--- BEGIN Input ---

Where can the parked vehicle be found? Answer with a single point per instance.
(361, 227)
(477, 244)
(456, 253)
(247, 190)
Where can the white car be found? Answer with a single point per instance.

--- END Input ---

* **Work instructions**
Please repeat the records, swapping "found" for "located" and leaving everything else unchanged.

* **Completed task**
Where can the parked vehicle be located? Answer with a single point per instance.
(361, 227)
(477, 244)
(456, 253)
(247, 190)
Where can the white car be located? Answer with a single point per instance.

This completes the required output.